_Exercise directions_. Can you repeat these rows word for word, everything from the start of the rows down to and including the line containing "[(323, 0), (0, 0), (0, 41), (296, 39)]"?

_Data to use_.
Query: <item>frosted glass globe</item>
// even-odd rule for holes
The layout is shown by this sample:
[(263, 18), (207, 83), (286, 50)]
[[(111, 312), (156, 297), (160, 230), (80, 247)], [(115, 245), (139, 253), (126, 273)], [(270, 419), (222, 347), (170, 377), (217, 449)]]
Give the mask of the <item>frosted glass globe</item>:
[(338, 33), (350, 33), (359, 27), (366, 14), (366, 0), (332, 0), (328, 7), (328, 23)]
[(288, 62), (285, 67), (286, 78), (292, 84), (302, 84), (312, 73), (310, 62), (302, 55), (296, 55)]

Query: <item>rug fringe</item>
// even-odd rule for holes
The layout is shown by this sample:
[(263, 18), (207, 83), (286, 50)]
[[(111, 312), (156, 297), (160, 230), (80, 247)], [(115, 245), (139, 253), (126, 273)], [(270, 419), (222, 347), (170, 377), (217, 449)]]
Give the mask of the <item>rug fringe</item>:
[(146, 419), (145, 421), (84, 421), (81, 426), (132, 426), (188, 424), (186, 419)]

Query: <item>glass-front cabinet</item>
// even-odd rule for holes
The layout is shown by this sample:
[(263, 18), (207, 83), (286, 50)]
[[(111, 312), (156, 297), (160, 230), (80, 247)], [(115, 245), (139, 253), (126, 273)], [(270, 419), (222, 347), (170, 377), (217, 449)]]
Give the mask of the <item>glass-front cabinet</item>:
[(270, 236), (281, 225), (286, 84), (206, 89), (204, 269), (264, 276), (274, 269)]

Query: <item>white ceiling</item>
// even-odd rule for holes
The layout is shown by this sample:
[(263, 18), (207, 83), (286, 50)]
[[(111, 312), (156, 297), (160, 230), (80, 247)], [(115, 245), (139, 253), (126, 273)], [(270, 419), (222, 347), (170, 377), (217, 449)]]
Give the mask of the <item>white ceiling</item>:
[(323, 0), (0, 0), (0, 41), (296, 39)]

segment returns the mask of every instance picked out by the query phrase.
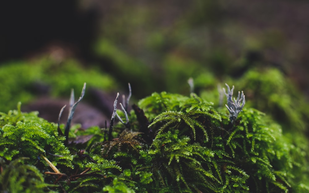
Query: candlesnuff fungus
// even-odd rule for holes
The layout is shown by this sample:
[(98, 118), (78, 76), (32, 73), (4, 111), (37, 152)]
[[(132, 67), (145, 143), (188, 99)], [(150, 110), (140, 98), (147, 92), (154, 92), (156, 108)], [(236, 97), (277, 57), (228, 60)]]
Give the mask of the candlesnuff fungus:
[[(73, 118), (73, 116), (74, 115), (74, 112), (76, 109), (77, 104), (80, 102), (84, 97), (85, 95), (85, 90), (86, 89), (86, 83), (84, 83), (84, 86), (83, 87), (83, 90), (82, 90), (82, 93), (81, 94), (80, 96), (77, 101), (74, 103), (74, 90), (72, 89), (71, 92), (71, 96), (70, 98), (70, 107), (69, 109), (69, 115), (68, 116), (68, 120), (66, 122), (66, 128), (64, 130), (64, 136), (66, 137), (66, 141), (64, 142), (64, 144), (67, 145), (69, 142), (69, 132), (70, 130), (70, 127), (71, 127), (71, 122), (72, 119)], [(59, 117), (58, 118), (58, 132), (61, 134), (62, 134), (62, 132), (60, 129), (59, 128), (59, 123), (60, 122), (60, 118), (62, 114), (63, 109), (66, 107), (66, 105), (65, 105), (62, 107), (60, 110), (60, 113), (59, 114)]]
[[(240, 112), (245, 106), (246, 101), (245, 99), (245, 95), (243, 94), (243, 91), (241, 91), (241, 95), (240, 92), (238, 91), (238, 96), (237, 99), (234, 98), (234, 101), (232, 100), (232, 97), (233, 96), (233, 91), (234, 90), (234, 86), (233, 85), (232, 89), (231, 90), (230, 87), (227, 84), (225, 83), (225, 85), (227, 87), (227, 93), (225, 91), (225, 89), (223, 88), (225, 95), (226, 96), (227, 99), (227, 104), (226, 104), (225, 106), (227, 108), (230, 112), (230, 120), (232, 124), (234, 123), (235, 120), (236, 120), (238, 114)], [(241, 102), (242, 101), (242, 102)], [(240, 103), (241, 102), (241, 105)]]

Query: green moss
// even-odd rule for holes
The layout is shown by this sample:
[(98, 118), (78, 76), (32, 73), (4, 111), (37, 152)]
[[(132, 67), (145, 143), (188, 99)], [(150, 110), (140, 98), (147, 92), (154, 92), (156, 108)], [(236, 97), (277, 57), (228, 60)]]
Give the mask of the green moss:
[(1, 112), (14, 109), (19, 101), (25, 104), (34, 99), (42, 86), (49, 95), (59, 97), (69, 96), (71, 88), (78, 90), (85, 82), (89, 87), (106, 90), (116, 85), (110, 76), (97, 69), (86, 69), (75, 60), (59, 63), (47, 57), (2, 65), (0, 81)]
[[(56, 124), (36, 113), (19, 107), (2, 113), (0, 177), (8, 176), (10, 166), (32, 168), (36, 183), (57, 192), (308, 191), (307, 144), (294, 143), (263, 113), (245, 106), (232, 124), (227, 109), (194, 94), (154, 93), (138, 104), (144, 112), (130, 112), (130, 129), (115, 124), (116, 137), (110, 141), (105, 129), (72, 129), (69, 136), (86, 142), (66, 146)], [(150, 122), (146, 128), (145, 119)], [(43, 175), (57, 172), (51, 164), (61, 174)], [(31, 174), (21, 171), (20, 179)], [(17, 176), (1, 181), (0, 187), (9, 191), (7, 182), (19, 180)], [(32, 188), (22, 183), (21, 190)]]

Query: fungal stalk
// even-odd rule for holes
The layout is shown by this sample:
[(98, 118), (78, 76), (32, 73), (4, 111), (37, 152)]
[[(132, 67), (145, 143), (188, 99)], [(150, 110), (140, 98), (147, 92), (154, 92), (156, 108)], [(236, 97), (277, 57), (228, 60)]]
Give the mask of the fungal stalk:
[(230, 87), (226, 83), (227, 87), (227, 93), (225, 91), (225, 90), (223, 88), (223, 90), (224, 92), (224, 94), (227, 98), (227, 104), (225, 105), (225, 106), (227, 108), (227, 110), (230, 113), (230, 120), (232, 124), (234, 124), (235, 120), (237, 118), (237, 116), (239, 113), (241, 112), (243, 108), (246, 103), (245, 99), (245, 95), (243, 94), (243, 92), (241, 91), (241, 94), (240, 94), (240, 92), (238, 91), (238, 95), (237, 99), (235, 99), (234, 98), (234, 100), (233, 101), (232, 100), (232, 97), (233, 96), (233, 91), (234, 90), (234, 86), (233, 86), (232, 89), (231, 90)]

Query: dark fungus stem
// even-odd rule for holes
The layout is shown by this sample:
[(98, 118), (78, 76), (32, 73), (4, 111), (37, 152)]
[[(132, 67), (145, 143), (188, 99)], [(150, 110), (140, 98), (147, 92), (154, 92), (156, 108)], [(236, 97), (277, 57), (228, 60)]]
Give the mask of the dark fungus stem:
[(115, 116), (116, 115), (117, 111), (117, 103), (119, 97), (119, 93), (117, 93), (116, 99), (114, 102), (114, 111), (112, 115), (112, 118), (111, 119), (111, 122), (109, 124), (109, 130), (108, 131), (108, 141), (112, 140), (112, 132), (113, 131), (113, 128), (114, 127), (114, 122), (115, 120)]

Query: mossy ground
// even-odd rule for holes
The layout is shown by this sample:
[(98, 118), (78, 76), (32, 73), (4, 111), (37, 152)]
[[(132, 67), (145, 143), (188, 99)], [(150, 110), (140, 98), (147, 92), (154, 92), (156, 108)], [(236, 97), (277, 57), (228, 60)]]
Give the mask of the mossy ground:
[(112, 140), (106, 129), (78, 125), (66, 146), (57, 124), (37, 113), (2, 113), (1, 191), (308, 191), (307, 147), (260, 112), (245, 108), (231, 125), (227, 110), (194, 94), (155, 93), (138, 105), (129, 128), (116, 124)]

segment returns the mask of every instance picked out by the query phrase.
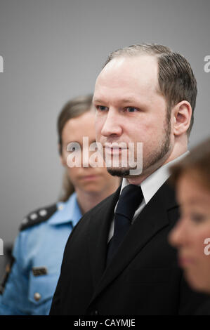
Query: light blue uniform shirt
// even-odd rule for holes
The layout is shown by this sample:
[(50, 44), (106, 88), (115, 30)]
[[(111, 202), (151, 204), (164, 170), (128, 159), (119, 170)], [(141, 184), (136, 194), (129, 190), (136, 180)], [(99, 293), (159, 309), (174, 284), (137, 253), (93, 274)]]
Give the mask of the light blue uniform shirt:
[[(81, 216), (74, 192), (66, 202), (57, 204), (47, 220), (20, 232), (13, 251), (15, 262), (0, 295), (0, 315), (48, 315), (64, 249)], [(36, 216), (32, 213), (31, 219)], [(46, 274), (34, 273), (34, 267), (46, 269)]]

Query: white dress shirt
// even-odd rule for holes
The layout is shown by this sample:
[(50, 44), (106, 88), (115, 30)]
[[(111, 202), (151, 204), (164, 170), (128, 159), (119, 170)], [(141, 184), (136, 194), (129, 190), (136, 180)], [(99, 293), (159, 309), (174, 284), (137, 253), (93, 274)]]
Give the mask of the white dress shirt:
[[(174, 164), (177, 163), (183, 157), (187, 156), (187, 154), (189, 152), (190, 152), (189, 151), (186, 151), (184, 154), (181, 154), (178, 158), (176, 158), (176, 159), (173, 159), (173, 161), (169, 161), (169, 163), (166, 163), (162, 166), (159, 167), (159, 169), (157, 169), (157, 170), (153, 172), (150, 176), (146, 178), (145, 180), (144, 180), (140, 183), (140, 185), (139, 185), (142, 190), (143, 199), (139, 207), (137, 209), (137, 210), (134, 213), (131, 223), (133, 223), (133, 221), (135, 221), (135, 220), (136, 219), (139, 213), (141, 212), (141, 211), (143, 209), (145, 205), (150, 202), (151, 198), (153, 197), (153, 196), (157, 192), (159, 188), (160, 188), (160, 187), (164, 183), (164, 182), (166, 181), (166, 180), (169, 178), (170, 176), (169, 167), (171, 167), (171, 166), (172, 165), (174, 165)], [(128, 180), (124, 178), (122, 180), (122, 183), (120, 194), (123, 188), (128, 185), (129, 185)], [(115, 213), (117, 205), (117, 203), (114, 208), (114, 213)], [(111, 239), (111, 238), (113, 236), (114, 223), (114, 217), (113, 217), (113, 220), (112, 221), (111, 226), (110, 226), (110, 233), (109, 233), (109, 237), (108, 237), (108, 242)]]

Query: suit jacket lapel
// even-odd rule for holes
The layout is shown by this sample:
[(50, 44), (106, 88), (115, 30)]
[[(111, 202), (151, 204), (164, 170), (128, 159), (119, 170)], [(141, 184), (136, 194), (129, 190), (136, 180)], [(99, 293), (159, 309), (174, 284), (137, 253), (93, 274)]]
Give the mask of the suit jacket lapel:
[[(94, 260), (96, 263), (98, 262), (100, 265), (100, 271), (98, 272), (97, 276), (95, 276), (95, 284), (100, 279), (100, 275), (103, 274), (100, 279), (98, 282), (92, 301), (123, 271), (157, 232), (169, 224), (168, 210), (176, 206), (177, 204), (175, 200), (174, 192), (165, 183), (136, 219), (116, 255), (103, 273), (103, 270), (105, 269), (107, 235), (112, 220), (112, 218), (109, 219), (107, 225), (107, 221), (106, 221), (107, 219), (105, 215), (102, 223), (103, 227), (100, 230), (98, 227), (100, 236), (97, 239), (97, 256), (96, 258), (93, 258), (93, 255), (91, 256), (91, 259)], [(113, 211), (114, 208), (112, 207), (112, 216), (113, 216)], [(105, 232), (103, 233), (101, 231), (103, 230), (105, 230)], [(103, 254), (100, 254), (101, 252)], [(92, 251), (92, 253), (96, 253), (96, 251), (94, 252)], [(95, 270), (97, 269), (97, 265), (95, 265)]]
[[(103, 202), (101, 209), (91, 215), (88, 249), (95, 286), (100, 279), (105, 268), (108, 235), (120, 189), (121, 185), (114, 194)], [(105, 207), (104, 203), (105, 203)]]

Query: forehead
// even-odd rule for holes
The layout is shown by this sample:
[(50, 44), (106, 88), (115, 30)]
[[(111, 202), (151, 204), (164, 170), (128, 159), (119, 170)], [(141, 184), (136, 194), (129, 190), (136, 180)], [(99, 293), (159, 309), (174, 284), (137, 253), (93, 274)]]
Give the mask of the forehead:
[(202, 205), (210, 211), (210, 190), (202, 184), (199, 176), (192, 171), (181, 175), (176, 185), (179, 202), (192, 206)]
[(93, 101), (107, 98), (114, 93), (124, 98), (145, 96), (158, 90), (158, 65), (157, 58), (141, 55), (119, 57), (112, 60), (98, 75)]

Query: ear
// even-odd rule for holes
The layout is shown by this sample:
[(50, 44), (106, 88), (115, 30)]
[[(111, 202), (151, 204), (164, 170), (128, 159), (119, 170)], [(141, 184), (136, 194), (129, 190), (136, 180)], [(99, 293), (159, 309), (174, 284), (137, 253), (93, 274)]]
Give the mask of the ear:
[(188, 101), (181, 101), (171, 111), (173, 134), (181, 136), (187, 132), (191, 121), (192, 107)]

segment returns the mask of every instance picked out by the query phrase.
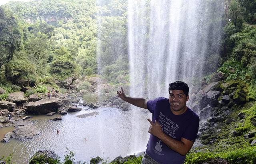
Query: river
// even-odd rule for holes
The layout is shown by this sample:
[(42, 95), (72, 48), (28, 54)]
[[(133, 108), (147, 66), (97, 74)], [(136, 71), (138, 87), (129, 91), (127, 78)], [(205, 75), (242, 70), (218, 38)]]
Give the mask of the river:
[[(11, 138), (8, 143), (0, 142), (0, 156), (13, 153), (12, 162), (26, 164), (38, 150), (49, 150), (57, 154), (63, 162), (68, 152), (68, 148), (76, 154), (76, 161), (89, 162), (91, 158), (99, 156), (108, 159), (110, 162), (119, 155), (125, 157), (146, 150), (150, 136), (147, 132), (149, 123), (146, 118), (151, 118), (146, 110), (137, 109), (134, 112), (111, 107), (92, 110), (79, 107), (82, 108), (81, 111), (66, 115), (32, 116), (29, 120), (37, 120), (34, 125), (39, 128), (40, 134), (25, 141)], [(77, 116), (94, 111), (99, 114), (86, 118)], [(136, 119), (132, 121), (134, 114)], [(62, 120), (49, 121), (56, 117), (61, 117)], [(0, 139), (13, 129), (13, 127), (0, 128)], [(59, 134), (57, 129), (60, 130)], [(134, 132), (138, 129), (139, 133)], [(136, 142), (140, 145), (137, 145), (134, 150), (130, 146), (134, 142), (132, 136), (135, 132), (138, 133)]]

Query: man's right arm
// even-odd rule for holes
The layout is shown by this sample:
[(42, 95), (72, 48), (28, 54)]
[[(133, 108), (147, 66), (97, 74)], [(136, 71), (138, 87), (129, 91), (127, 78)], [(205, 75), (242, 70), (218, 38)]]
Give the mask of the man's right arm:
[(117, 94), (120, 98), (128, 103), (140, 108), (148, 109), (147, 108), (148, 100), (147, 99), (140, 98), (127, 97), (125, 95), (122, 87), (121, 87), (121, 91), (117, 91)]

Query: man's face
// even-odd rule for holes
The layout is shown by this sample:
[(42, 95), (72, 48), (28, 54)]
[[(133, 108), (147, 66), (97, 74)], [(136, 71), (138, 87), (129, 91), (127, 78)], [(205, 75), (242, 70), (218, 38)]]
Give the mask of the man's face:
[(186, 104), (189, 97), (186, 96), (181, 90), (171, 90), (170, 91), (169, 102), (171, 109), (176, 112), (184, 111), (186, 109)]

_Response to the task_.
Query: <item>frosted glass globe</item>
// even-odd rule for holes
The layout is shown by this sample:
[(263, 18), (207, 83), (286, 50)]
[[(111, 312), (156, 297), (160, 230), (80, 247)], [(115, 245), (139, 253), (126, 273)], [(270, 419), (222, 347), (170, 377), (217, 449)]]
Give the mask of the <item>frosted glass globe</item>:
[(338, 33), (350, 33), (359, 27), (366, 14), (366, 0), (332, 0), (328, 7), (328, 23)]
[(288, 62), (285, 67), (286, 78), (292, 84), (302, 84), (312, 73), (310, 62), (302, 55), (296, 55)]

Query: <item>rug fringe</item>
// even-odd rule for holes
The layout is shown by this sample:
[(263, 18), (207, 83), (286, 50)]
[[(111, 312), (156, 297), (160, 230), (80, 247)], [(115, 245), (139, 253), (126, 273)], [(270, 419), (222, 347), (170, 377), (217, 449)]]
Give the mask of the <item>rug fringe</item>:
[(146, 419), (145, 421), (84, 421), (81, 426), (132, 426), (188, 424), (186, 419)]

Query: <item>glass-front cabinet</item>
// even-odd rule for holes
The layout is shown by this sample:
[(263, 18), (207, 83), (286, 50)]
[[(111, 312), (156, 297), (160, 230), (80, 247)], [(115, 245), (139, 253), (126, 273)], [(270, 419), (222, 347), (170, 377), (217, 449)]]
Give the mask of the <item>glass-front cabinet</item>:
[(270, 236), (281, 225), (286, 84), (206, 89), (204, 269), (264, 276), (274, 269)]

Query: <item>white ceiling</item>
// even-odd rule for holes
The layout is shown by this sample:
[(263, 18), (207, 83), (286, 50)]
[[(111, 312), (156, 297), (160, 230), (80, 247)], [(115, 245), (139, 253), (126, 273)], [(270, 419), (222, 347), (170, 377), (217, 449)]]
Give the mask of the <item>white ceiling</item>:
[(323, 0), (0, 0), (0, 41), (296, 39)]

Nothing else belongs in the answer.